- _Supplied entries_:
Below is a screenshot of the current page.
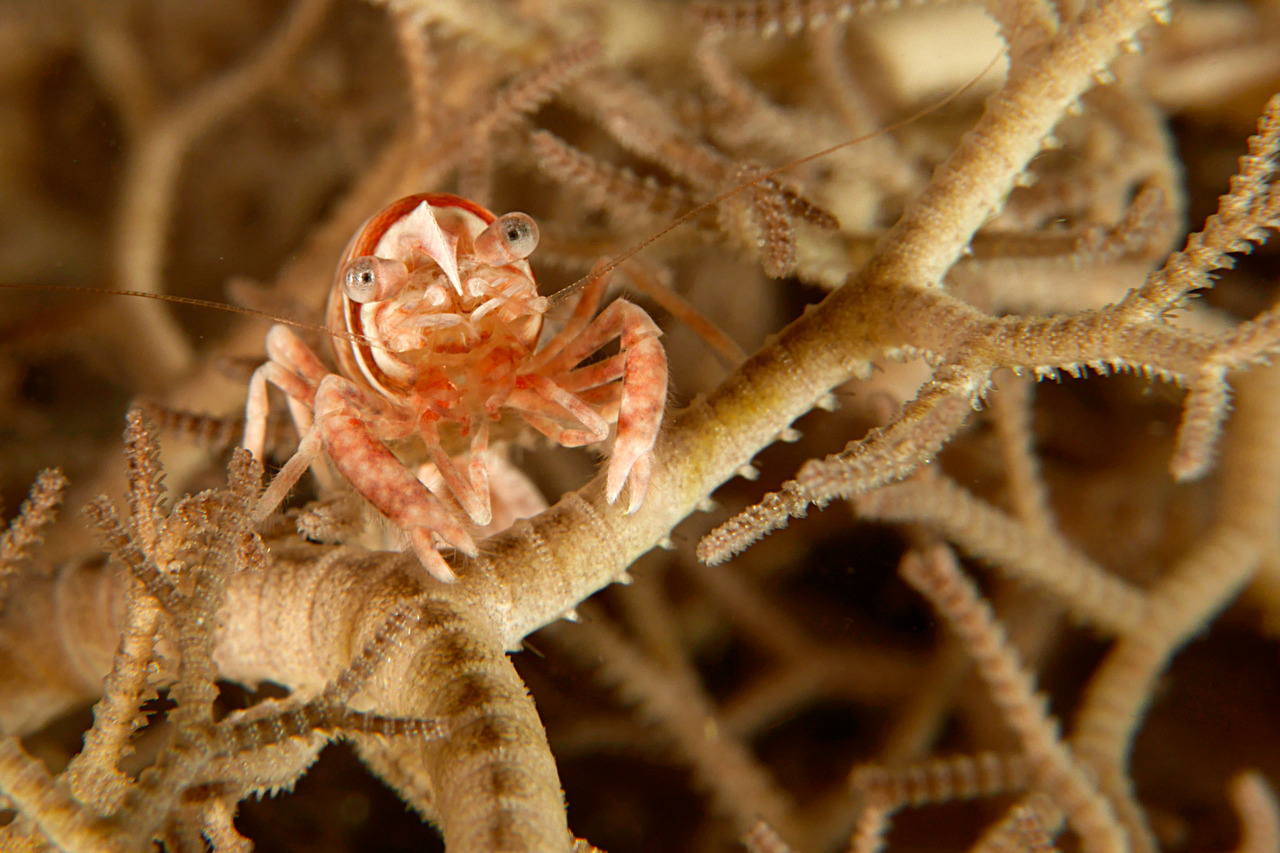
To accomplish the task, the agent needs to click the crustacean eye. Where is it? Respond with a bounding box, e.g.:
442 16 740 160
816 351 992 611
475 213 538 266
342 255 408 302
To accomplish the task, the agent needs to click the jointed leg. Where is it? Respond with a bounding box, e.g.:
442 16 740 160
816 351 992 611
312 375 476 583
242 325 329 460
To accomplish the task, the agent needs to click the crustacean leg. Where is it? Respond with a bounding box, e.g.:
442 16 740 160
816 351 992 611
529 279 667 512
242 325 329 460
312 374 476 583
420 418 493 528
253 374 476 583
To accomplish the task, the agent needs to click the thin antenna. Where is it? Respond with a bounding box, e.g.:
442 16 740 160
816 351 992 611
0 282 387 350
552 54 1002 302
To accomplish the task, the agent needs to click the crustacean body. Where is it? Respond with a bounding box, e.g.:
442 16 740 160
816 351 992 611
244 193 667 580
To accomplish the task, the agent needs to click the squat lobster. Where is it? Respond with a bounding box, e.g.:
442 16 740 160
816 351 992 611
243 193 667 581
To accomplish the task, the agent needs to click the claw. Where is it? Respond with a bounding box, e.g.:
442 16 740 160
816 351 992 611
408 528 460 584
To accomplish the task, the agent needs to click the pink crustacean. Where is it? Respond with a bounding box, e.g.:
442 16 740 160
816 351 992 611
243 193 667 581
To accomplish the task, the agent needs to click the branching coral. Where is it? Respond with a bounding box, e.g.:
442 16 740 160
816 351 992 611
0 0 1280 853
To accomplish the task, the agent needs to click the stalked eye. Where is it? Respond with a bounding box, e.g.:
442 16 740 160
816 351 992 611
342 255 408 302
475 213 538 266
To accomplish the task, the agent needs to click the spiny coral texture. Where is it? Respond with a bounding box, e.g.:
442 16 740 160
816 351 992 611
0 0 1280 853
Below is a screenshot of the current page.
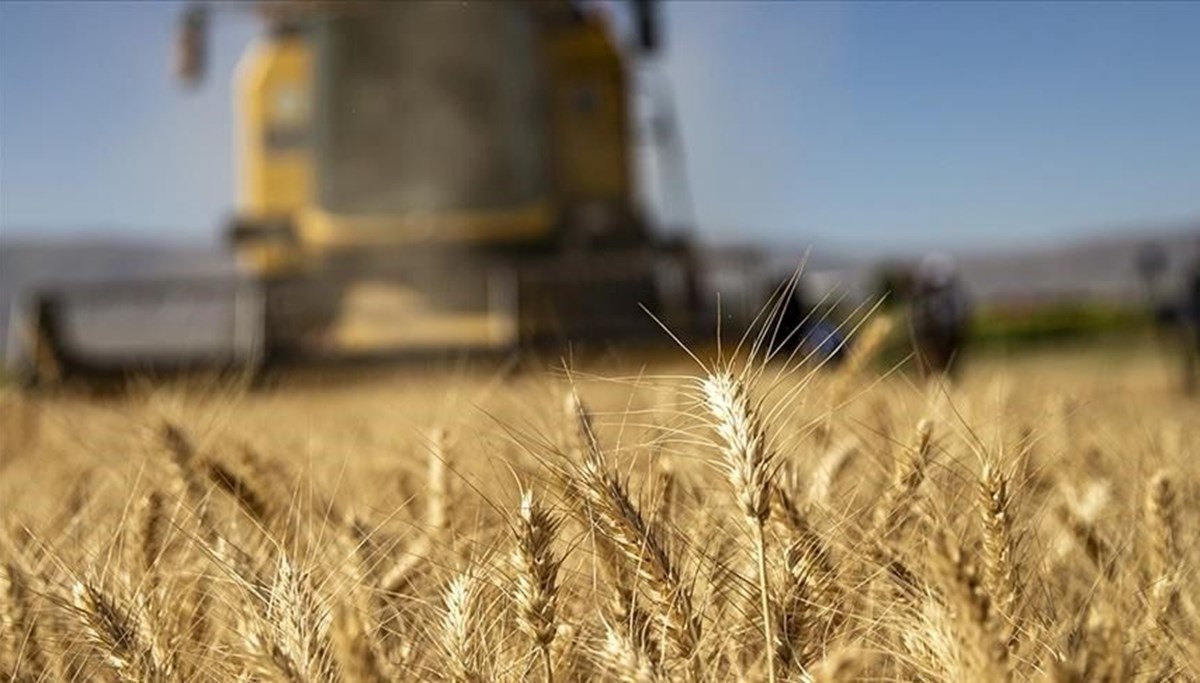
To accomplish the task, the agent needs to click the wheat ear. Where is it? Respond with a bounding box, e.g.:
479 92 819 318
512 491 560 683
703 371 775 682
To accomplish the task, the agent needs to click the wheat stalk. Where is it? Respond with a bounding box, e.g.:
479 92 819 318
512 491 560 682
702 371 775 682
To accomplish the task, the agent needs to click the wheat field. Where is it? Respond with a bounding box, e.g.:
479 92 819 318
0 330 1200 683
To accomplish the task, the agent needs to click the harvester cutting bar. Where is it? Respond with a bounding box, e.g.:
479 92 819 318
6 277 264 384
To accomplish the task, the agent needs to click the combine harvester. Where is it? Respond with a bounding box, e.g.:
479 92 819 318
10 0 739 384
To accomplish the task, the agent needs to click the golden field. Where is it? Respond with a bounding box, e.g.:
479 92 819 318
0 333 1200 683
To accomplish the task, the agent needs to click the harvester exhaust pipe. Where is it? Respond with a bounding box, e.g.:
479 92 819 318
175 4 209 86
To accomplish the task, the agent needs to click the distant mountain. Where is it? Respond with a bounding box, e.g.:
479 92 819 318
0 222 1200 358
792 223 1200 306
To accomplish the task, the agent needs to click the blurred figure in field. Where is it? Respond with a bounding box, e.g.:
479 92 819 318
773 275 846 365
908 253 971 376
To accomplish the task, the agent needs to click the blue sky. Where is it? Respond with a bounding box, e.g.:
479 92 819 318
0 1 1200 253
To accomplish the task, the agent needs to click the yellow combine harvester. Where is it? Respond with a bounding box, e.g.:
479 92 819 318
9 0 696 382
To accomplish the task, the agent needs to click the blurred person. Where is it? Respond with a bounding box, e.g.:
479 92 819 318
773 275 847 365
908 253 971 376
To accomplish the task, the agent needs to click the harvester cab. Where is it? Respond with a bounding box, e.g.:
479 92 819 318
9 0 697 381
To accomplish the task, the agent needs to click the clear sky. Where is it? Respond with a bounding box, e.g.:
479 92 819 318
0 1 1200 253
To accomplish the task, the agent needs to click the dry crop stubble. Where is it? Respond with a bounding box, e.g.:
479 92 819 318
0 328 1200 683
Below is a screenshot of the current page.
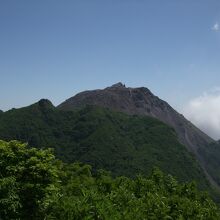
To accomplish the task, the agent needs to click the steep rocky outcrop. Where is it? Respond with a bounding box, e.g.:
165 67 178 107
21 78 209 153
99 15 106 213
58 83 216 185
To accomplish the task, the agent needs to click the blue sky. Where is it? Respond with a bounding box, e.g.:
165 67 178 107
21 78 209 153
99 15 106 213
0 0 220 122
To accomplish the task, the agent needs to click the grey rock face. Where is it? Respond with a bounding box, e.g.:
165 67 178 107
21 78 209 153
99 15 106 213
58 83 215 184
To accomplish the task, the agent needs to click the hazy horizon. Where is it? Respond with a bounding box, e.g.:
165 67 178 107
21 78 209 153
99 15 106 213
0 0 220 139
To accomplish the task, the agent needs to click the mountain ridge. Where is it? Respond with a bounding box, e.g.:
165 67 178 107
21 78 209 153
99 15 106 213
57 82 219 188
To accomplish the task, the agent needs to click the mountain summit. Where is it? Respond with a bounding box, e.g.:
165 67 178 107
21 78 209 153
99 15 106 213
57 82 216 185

- _Your objective_:
Reproduce the records from the line containing "the blurred person." through the end of the records, changing "agent" to "assistant" and keeping everything else the same. Leave the pictures out of your answer.

- _Task result_:
To accomplish the task, the assistant needs to click the blurred person. Where is it? Respond with a bounding box, e.g.:
479 92 819 318
773 275 847 365
908 253 971 376
To accomplish the task, the assistant needs to click the harvester cab. Where is it? Respond with a bounding box, e.g.:
479 92 819 318
9 0 697 381
To accomplish the task, the assistant needs to click the clear sky. Where is it? Respond with a bounding box, e.g.:
479 92 819 318
0 1 1200 253
To accomplish the task, the assistant needs to click the dry crop stubble. Where is it? Respond with a bounding box, e.g.:
479 92 819 318
0 328 1200 683
Below is a screenshot of the current page.
To accomplish the task, the assistant needs to click the steep rocky outcrop. Where is it? Respond with a bounding box, e.g.:
165 67 178 107
21 78 209 153
99 15 106 213
58 83 216 185
To accomplish the task, the assistant needs to click the blue sky. Where is it? Respond with a bounding box, e.g.:
165 67 178 107
21 78 209 153
99 15 106 213
0 0 220 122
To accomplish the task, the assistant needs to click the grey rock face. Where is it? Respond with a bounding box, e.g.:
165 67 178 107
21 78 209 153
99 15 106 213
58 83 215 184
To accomplish the task, the assistant needs to click the hazy horizon. Where is it? Respond with a bounding box, e.g.:
165 67 178 107
21 78 209 153
99 15 106 213
0 0 220 139
To accomplish the task, the assistant needs to click the mountain ridge. Where is it? Respond with a bounding box, e.g.:
165 67 178 107
21 78 209 153
99 15 106 213
57 82 219 188
To accomplish the task, the assistant needs to click the mountain summit. Where is it? Respond with a bounding box, e.g.:
165 67 178 107
21 78 209 153
99 15 106 213
57 82 216 185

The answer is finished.